Input: arr[] = {1, 2, 3, 5, 7, 12} 
Output: 45 
All valid index pairs are: 
(5, 0) -> abs(12 – 1) = 11 
(3, 0) -> abs(5 – 1) = 4 
(2, 0) -> abs(3 – 1) = 2 
(4, 1) -> abs(7 – 2) = 5 
(3, 1) -> abs(5 – 2) = 3 
(5, 2) -> abs(12 – 3) = 9 
(4, 2) -> abs(7 – 3) = 4 
(5, 3) -> abs(12 – 5) = 7 
11 + 4 + 2 + 5 + 3 + 9 + 4 + 7 = 45
Input: arr[] = {2, 5, 6, 7} 
Output: 11 
 

 

Approach: Initialise sum = 0 and run two nested loops and for every pair arr[i], arr[j] is (j – i) is prime then update the sum as sum = sum + abs(arr[i], arr[j]). Print the sum in the end.
Below is the implementation of the above approach: 
 

C++




// C++ implementation of the approach
#include <iostream>
using namespace std;
 
// Function that returns true
// if n is prime
bool isPrime(int n)
{
 
    // Corner case
    if (n <= 1)
        return false;
 
    // Check from 2 to n-1
    for (int i = 2; i < n; i++)
        if (n % i == 0)
            return false;
 
    return true;
}
 
// Function to return the absolute
// differences of the pairs which
// satisfy the given condition
int findSum(int arr[], int n)
{
 
    // To store the required sum
    int sum = 0;
 
    for (int i = 0; i < n - 1; i++) {
        for (int j = i + 1; j < n; j++)
 
            // If difference between the indices
            // is prime
            if (isPrime(j - i)) {
 
                // Update the sum with the absolute
                // difference of the pair elements
                sum = sum + abs(arr[i] - arr[j]);
            }
    }
 
    // Return the sum
    return sum;
}
 
// Driver code
int main()
{
    int arr[] = { 1, 2, 3, 5, 7, 12 };
    int n = sizeof(arr) / sizeof(arr[0]);
 
    cout << findSum(arr, n);
 
    return 0;
}


Java




// Java implementation of the approach
import java.util.*;
 
class GFG
{
 
    // Function that returns true
    // if n is prime
    static boolean isPrime(int n)

### Collected material
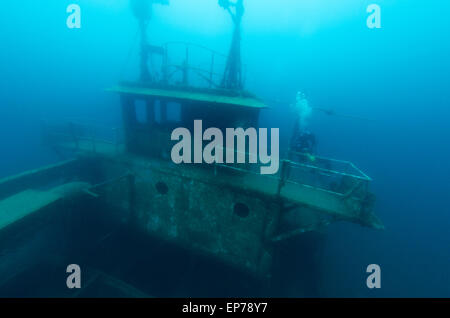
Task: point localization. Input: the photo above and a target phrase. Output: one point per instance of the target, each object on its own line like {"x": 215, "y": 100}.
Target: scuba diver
{"x": 303, "y": 141}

### Instruction
Can you reproduce the whole prime-index-difference sum text word for word? The data stands apart from the text and is its own material.

### Correct response
Input: arr[] = {1, 2, 3, 5, 7, 12} 
Output: 45 
All valid index pairs are: 
(5, 0) -> abs(12 – 1) = 11 
(3, 0) -> abs(5 – 1) = 4 
(2, 0) -> abs(3 – 1) = 2 
(4, 1) -> abs(7 – 2) = 5 
(3, 1) -> abs(5 – 2) = 3 
(5, 2) -> abs(12 – 3) = 9 
(4, 2) -> abs(7 – 3) = 4 
(5, 3) -> abs(12 – 5) = 7 
11 + 4 + 2 + 5 + 3 + 9 + 4 + 7 = 45
Input: arr[] = {2, 5, 6, 7} 
Output: 11 
 

 

Approach: Initialise sum = 0 and run two nested loops and for every pair arr[i], arr[j] is (j – i) is prime then update the sum as sum = sum + abs(arr[i], arr[j]). Print the sum in the end.
Below is the implementation of the above approach: 
 

C++




// C++ implementation of the approach
#include <iostream>
using namespace std;
 
// Function that returns true
// if n is prime
bool isPrime(int n)
{
 
    // Corner case
    if (n <= 1)
        return false;
 
    // Check from 2 to n-1
    for (int i = 2; i < n; i++)
        if (n % i == 0)
            return false;
 
    return true;
}
 
// Function to return the absolute
// differences of the pairs which
// satisfy the given condition
int findSum(int arr[], int n)
{
 
    // To store the required sum
    int sum = 0;
 
    for (int i = 0; i < n - 1; i++) {
        for (int j = i + 1; j < n; j++)
 
            // If difference between the indices
            // is prime
            if (isPrime(j - i)) {
 
                // Update the sum with the absolute
                // difference of the pair elements
                sum = sum + abs(arr[i] - arr[j]);
            }
    }
 
    // Return the sum
    return sum;
}
 
// Driver code
int main()
{
    int arr[] = { 1, 2, 3, 5, 7, 12 };
    int n = sizeof(arr) / sizeof(arr[0]);
 
    cout << findSum(arr, n);
 
    return 0;
}


Java




// Java implementation of the approach
import java.util.*;
 
class GFG
{
 
    // Function that returns true
    // if n is prime
    static boolean isPrime(int n)